◆ **What you have to do**:
Copy out the passage of the Swift and Hadoop thread from "[Swift-devel] Comparing Swift" to "for your app.", keeping every word and mark unchanged.

◆ **Excerpt provided**:
.....
[Swift-devel] Comparing Swift and Hadoop

Mon May 14 17:49:22 CDT 2012

I quite don't see how Hadoop is tightly coupled - it's data parallel and
there isn't any message passing...

On Mon, May 14, 2012 at 5:15 PM, Allan Espinosa
<aespinosa at cs.uchicago.edu>wrote:

> Also, the point of the workflow systems was to make loose-coupling of
> apps to be parallelized easier.  If one is thinking to  invest on
> tight-coupling (be it MPI or Hadoop), then it can be assumed that you
> have specific optimizations in mind for your app.
>
> Allan
>
> 2012/5/14 Tim Armstrong <tim.g.armstrong at gmail.com>:
> > To be clear, I'm not making the case that it's impossible to implement
> > things in Swift that are implemented in MapReduce, just that Swift isn't
> > well suited to them, because it wasn't designed with them in mind.  I've
> > seen the argument before that MapReduce is a particular data flow DAG,
> and
> > that you can express arbitrary data flow DAGs in other systems, but I
> think
> > that somewhat misses the point of what MapReduce is trying to provide to
> > application developers.  By treating all tasks and data dependencies as
> > equivalent, it ignores all of the runtime infrastructure that MapReduce
> > inserts into the processes, and ignores, for example, some of the
> details of
> > how data is moved between mappers and reducers.
.....
[Position annotation records]
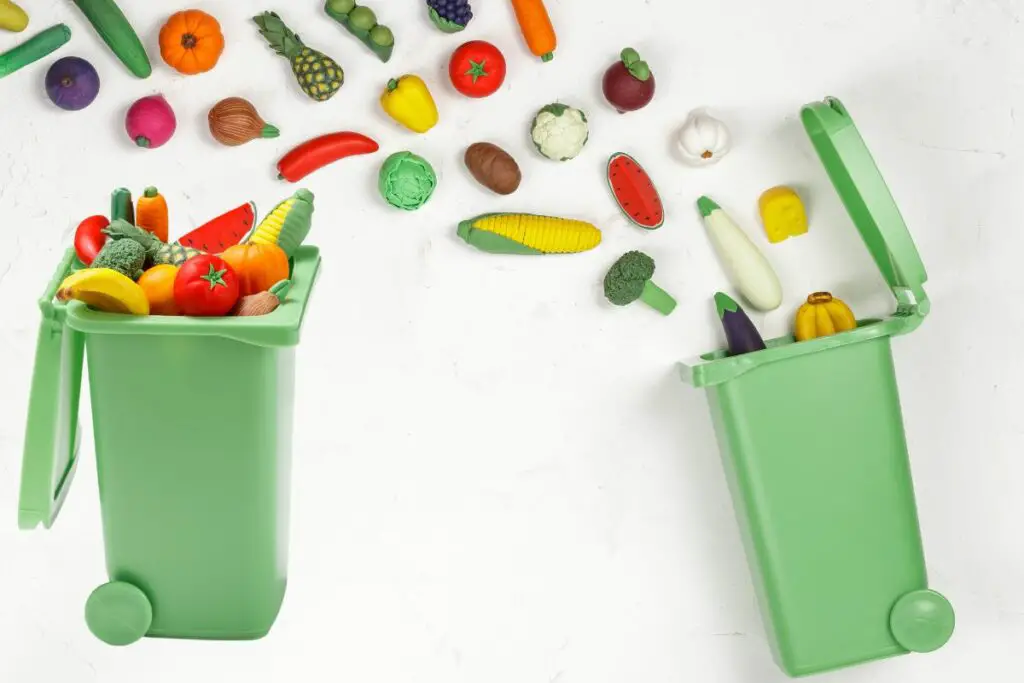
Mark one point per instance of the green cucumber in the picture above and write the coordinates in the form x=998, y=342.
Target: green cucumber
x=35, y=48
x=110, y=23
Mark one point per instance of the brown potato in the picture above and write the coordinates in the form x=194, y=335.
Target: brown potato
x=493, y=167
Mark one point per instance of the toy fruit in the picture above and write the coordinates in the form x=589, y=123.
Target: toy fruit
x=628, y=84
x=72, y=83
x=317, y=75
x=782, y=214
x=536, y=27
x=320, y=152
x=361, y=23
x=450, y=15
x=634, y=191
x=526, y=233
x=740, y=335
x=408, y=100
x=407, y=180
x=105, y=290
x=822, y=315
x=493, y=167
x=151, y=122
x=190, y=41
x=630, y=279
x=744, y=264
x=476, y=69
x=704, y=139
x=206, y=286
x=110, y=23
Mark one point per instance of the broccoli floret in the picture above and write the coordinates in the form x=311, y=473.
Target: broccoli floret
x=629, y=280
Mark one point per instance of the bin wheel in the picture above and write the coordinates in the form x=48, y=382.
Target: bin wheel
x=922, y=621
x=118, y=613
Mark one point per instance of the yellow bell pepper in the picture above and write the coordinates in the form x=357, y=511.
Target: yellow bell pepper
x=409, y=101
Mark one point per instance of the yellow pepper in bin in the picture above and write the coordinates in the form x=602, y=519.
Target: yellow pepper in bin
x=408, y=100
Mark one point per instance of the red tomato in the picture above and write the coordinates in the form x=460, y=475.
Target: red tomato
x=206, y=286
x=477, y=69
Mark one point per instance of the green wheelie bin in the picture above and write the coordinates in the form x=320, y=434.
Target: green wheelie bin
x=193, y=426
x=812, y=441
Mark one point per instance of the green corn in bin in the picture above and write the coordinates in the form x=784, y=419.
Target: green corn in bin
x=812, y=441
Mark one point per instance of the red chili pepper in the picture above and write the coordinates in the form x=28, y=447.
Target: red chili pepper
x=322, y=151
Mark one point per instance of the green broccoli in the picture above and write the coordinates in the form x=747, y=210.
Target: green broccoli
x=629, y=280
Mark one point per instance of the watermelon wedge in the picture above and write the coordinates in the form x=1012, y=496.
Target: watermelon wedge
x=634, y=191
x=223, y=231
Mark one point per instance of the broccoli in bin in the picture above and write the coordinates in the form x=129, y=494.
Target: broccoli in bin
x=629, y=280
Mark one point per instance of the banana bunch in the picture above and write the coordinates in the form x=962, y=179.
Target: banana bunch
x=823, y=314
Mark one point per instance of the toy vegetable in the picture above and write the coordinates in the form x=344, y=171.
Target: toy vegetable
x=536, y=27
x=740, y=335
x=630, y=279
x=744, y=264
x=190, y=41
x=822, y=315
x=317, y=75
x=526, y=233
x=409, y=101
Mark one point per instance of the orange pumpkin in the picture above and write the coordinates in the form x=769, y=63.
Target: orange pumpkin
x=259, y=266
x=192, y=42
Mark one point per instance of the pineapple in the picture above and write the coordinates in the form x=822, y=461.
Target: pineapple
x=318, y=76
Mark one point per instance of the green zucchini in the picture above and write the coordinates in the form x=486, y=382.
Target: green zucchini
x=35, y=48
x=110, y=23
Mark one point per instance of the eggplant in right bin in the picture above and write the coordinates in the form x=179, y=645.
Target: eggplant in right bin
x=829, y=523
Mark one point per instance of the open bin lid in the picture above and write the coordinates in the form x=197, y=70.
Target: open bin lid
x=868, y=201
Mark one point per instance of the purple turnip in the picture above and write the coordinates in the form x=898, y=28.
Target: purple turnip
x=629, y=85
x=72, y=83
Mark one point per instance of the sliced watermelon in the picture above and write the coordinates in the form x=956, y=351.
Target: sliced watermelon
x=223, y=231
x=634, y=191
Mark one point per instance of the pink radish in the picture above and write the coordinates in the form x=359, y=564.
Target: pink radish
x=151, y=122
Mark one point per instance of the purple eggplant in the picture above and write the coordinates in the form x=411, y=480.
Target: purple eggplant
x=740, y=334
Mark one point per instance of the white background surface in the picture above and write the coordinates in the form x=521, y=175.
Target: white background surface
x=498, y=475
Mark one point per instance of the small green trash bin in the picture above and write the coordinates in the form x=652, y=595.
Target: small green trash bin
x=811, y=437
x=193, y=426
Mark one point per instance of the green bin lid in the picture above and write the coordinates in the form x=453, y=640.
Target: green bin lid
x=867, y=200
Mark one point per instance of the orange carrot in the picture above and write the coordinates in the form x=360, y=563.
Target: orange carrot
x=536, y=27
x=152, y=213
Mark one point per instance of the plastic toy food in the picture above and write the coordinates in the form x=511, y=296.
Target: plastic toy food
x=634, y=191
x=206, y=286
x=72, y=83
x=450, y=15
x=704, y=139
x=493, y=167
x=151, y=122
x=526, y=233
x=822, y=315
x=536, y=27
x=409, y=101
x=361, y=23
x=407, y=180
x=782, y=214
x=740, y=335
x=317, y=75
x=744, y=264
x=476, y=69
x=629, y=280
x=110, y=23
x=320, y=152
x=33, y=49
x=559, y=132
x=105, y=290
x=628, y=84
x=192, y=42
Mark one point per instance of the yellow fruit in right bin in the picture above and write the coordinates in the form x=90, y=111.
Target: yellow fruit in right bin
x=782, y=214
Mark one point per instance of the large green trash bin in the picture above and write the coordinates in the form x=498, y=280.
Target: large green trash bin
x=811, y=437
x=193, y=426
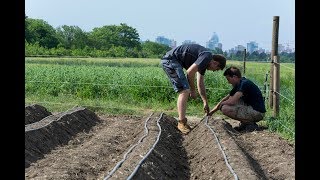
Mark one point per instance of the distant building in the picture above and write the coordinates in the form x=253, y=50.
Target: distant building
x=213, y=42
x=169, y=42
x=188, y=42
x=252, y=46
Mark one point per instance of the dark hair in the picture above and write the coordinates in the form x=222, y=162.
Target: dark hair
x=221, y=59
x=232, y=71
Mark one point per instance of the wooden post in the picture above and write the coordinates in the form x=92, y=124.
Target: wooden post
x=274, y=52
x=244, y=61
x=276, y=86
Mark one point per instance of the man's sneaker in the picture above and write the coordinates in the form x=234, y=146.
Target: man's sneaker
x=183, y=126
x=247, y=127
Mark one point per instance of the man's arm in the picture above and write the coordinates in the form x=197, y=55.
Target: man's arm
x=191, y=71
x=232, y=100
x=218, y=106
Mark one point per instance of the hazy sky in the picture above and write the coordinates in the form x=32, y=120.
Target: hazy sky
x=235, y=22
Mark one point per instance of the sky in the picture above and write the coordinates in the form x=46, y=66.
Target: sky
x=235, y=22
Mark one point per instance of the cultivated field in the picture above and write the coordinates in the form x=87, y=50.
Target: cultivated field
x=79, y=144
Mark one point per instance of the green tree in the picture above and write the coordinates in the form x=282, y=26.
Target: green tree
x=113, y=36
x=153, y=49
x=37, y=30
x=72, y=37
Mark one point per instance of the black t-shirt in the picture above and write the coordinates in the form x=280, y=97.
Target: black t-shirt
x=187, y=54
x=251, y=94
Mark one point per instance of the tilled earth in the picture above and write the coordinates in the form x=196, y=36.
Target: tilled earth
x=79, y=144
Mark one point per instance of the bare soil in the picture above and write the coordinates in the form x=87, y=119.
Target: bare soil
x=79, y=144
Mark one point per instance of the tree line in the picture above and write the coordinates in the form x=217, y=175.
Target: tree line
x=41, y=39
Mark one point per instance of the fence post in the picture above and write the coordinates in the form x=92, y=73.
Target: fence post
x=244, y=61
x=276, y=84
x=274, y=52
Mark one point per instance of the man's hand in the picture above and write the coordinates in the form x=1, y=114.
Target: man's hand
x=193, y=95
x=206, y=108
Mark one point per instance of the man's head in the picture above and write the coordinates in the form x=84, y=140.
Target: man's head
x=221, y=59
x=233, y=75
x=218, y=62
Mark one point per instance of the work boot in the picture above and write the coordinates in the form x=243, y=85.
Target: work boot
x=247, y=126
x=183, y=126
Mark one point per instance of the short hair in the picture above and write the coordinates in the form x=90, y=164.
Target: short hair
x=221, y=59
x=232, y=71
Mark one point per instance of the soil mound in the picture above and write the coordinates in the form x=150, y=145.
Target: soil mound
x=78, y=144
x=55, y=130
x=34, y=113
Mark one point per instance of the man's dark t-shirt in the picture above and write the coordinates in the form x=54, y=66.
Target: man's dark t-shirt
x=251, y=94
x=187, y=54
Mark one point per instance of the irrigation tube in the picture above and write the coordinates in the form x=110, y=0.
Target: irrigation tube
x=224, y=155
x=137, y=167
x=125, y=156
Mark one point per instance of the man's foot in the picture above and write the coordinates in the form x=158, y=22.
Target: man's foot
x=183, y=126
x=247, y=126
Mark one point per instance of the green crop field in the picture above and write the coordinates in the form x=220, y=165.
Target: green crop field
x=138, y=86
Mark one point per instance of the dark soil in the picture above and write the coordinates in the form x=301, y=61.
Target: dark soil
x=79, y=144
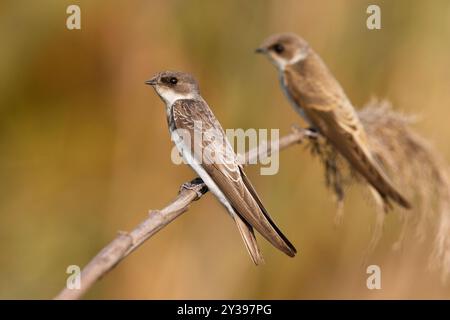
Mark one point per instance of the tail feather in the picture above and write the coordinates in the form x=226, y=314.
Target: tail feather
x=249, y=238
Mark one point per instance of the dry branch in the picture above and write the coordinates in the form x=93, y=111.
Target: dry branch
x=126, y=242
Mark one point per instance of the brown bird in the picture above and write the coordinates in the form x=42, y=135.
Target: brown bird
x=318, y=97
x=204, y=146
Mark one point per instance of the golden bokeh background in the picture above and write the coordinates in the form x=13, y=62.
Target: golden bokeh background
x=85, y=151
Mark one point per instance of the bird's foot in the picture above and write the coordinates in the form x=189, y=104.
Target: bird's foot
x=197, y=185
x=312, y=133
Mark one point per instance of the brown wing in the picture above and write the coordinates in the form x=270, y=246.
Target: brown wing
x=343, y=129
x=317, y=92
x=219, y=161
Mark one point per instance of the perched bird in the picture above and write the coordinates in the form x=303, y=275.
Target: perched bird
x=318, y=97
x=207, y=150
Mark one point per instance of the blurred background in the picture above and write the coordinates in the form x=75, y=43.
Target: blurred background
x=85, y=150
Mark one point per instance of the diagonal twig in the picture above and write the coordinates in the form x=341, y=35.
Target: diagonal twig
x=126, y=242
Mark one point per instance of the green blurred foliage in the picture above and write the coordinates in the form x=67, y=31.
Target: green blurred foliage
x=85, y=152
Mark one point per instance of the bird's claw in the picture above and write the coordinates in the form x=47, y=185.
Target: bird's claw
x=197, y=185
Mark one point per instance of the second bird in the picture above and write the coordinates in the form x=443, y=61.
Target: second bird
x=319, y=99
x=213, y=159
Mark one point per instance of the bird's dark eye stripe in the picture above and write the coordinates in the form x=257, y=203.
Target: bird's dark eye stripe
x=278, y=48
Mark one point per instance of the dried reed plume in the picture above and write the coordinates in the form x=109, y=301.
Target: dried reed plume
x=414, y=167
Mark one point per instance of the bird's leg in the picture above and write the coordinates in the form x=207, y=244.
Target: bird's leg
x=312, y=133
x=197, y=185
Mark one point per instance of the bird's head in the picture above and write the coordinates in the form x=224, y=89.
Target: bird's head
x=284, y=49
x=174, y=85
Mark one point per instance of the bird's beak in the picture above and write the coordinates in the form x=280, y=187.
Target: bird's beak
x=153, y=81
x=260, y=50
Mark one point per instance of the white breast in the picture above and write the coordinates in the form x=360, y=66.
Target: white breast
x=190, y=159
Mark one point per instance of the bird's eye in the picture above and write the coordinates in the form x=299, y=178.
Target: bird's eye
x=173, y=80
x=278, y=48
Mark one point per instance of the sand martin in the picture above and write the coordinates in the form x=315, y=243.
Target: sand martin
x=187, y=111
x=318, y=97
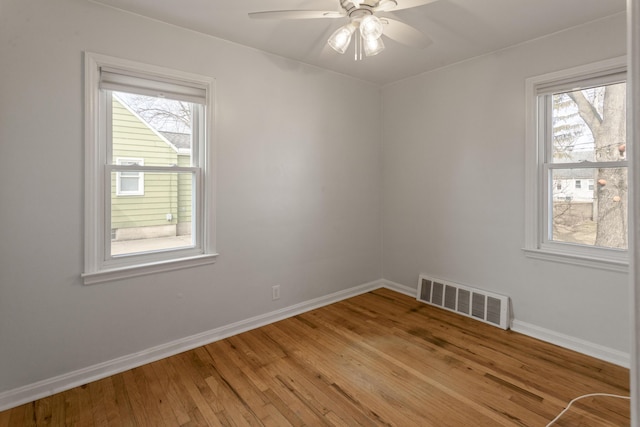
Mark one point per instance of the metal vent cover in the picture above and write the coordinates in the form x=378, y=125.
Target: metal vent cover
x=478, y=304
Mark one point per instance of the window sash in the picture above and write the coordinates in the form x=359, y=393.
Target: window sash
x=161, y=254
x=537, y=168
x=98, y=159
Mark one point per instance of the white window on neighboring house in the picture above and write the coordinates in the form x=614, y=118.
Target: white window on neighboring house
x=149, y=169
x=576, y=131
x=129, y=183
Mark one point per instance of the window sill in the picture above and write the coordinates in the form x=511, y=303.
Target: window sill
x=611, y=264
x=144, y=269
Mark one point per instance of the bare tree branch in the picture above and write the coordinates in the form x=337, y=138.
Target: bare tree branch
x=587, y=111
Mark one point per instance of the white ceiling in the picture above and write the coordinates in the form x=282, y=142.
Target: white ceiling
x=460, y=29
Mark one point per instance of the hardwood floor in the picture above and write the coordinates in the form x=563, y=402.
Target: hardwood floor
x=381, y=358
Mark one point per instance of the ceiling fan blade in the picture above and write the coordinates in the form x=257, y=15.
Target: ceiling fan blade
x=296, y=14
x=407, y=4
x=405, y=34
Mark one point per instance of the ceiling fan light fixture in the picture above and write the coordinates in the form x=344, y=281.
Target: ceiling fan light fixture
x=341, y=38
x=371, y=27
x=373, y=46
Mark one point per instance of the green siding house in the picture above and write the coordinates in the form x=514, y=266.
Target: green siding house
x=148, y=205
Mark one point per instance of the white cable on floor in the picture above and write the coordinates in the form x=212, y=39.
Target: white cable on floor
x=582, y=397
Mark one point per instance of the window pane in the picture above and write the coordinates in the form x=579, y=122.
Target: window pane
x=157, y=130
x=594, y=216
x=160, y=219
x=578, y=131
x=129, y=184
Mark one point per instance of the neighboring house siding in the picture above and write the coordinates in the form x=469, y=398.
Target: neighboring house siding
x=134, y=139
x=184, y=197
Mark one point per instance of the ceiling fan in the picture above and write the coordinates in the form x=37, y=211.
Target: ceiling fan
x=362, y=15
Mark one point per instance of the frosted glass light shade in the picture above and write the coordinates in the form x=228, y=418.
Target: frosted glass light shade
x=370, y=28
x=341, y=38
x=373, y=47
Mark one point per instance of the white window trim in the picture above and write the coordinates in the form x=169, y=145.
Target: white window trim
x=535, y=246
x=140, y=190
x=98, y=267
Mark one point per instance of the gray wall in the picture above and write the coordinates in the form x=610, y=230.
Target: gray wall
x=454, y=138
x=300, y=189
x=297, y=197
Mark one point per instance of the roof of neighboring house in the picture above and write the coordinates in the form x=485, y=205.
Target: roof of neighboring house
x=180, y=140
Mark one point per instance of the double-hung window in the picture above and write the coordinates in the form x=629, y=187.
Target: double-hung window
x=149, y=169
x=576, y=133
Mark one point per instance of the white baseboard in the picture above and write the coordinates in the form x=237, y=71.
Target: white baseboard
.....
◆ **Completed task**:
[Swift-devel] Comparing Swift and Hadoop

Mon May 14 17:49:22 CDT 2012

I quite don't see how Hadoop is tightly coupled - it's data parallel and
there isn't any message passing...

On Mon, May 14, 2012 at 5:15 PM, Allan Espinosa
<aespinosa at cs.uchicago.edu>wrote:

> Also, the point of the workflow systems was to make loose-coupling of
> apps to be parallelized easier.  If one is thinking to  invest on
> tight-coupling (be it MPI or Hadoop), then it can be assumed that you
> have specific optimizations in mind for your app.